* What you need to do *
Reproduce the data below verbatim, beginning at its first line and stopping after the line that contains "pixel 183 144", with that line included.

[START]

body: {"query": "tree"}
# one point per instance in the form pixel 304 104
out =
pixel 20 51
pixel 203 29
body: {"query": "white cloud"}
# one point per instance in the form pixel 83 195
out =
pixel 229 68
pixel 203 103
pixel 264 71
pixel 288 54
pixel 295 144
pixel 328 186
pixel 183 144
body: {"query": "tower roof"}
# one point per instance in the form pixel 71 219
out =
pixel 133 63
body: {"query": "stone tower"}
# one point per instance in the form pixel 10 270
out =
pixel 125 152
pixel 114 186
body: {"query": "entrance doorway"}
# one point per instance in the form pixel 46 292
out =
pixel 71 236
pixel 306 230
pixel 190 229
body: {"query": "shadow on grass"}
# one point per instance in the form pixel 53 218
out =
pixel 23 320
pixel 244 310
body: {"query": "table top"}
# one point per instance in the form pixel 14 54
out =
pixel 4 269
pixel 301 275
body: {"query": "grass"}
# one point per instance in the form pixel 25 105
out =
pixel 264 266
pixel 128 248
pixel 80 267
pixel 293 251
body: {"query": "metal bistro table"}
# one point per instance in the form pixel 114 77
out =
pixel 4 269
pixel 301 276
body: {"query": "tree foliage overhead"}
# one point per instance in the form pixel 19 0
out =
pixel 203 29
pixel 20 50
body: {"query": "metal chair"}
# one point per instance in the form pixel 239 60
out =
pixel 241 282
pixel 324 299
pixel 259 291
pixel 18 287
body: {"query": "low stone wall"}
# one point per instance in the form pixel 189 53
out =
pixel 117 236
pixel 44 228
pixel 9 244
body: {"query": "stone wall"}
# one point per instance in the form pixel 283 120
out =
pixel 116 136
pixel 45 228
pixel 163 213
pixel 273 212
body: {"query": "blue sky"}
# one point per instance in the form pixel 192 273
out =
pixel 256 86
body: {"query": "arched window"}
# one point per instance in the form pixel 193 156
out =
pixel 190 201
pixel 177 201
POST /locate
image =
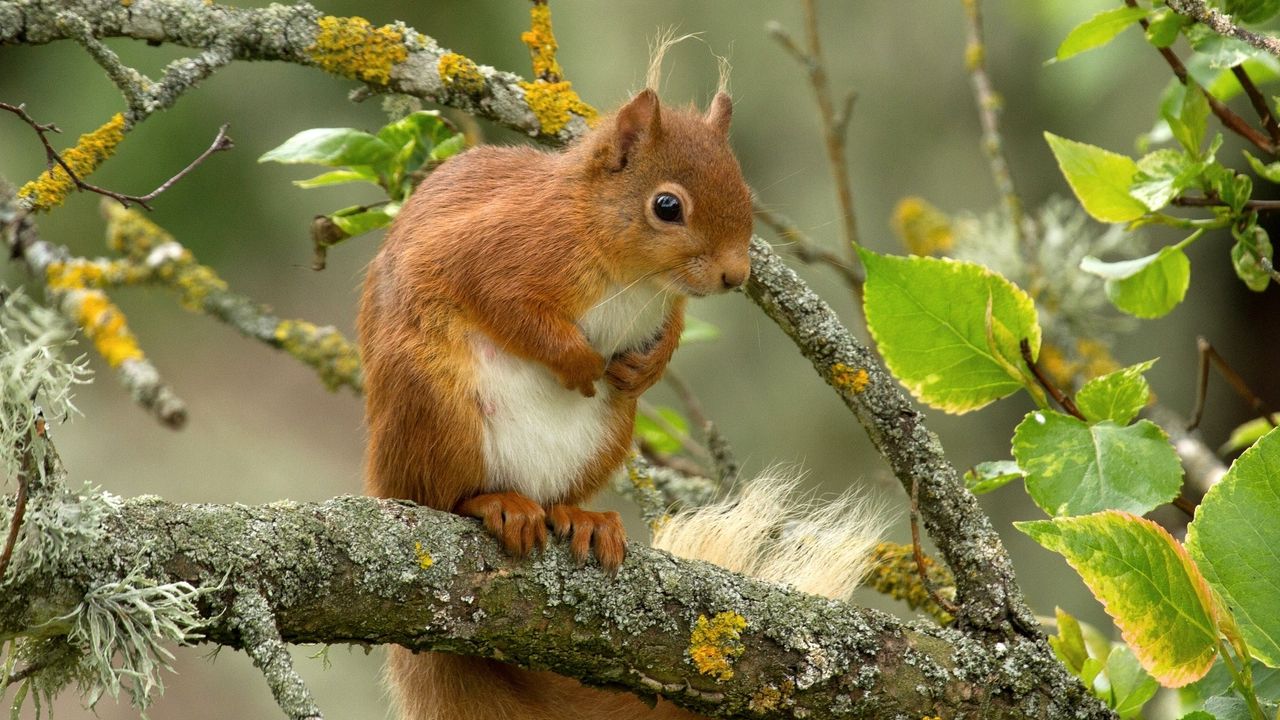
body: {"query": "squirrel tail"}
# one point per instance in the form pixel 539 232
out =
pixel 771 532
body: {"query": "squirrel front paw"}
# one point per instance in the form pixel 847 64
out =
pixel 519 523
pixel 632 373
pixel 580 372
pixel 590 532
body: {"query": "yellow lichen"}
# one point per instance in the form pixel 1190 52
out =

[END]

* Written answer *
body: {"query": "tree"}
# one point per instance in the form pixel 304 104
out =
pixel 20 51
pixel 203 29
body: {"query": "white cloud"}
# one point per instance in the form pixel 83 195
out =
pixel 229 68
pixel 203 103
pixel 264 71
pixel 288 54
pixel 295 144
pixel 328 186
pixel 183 144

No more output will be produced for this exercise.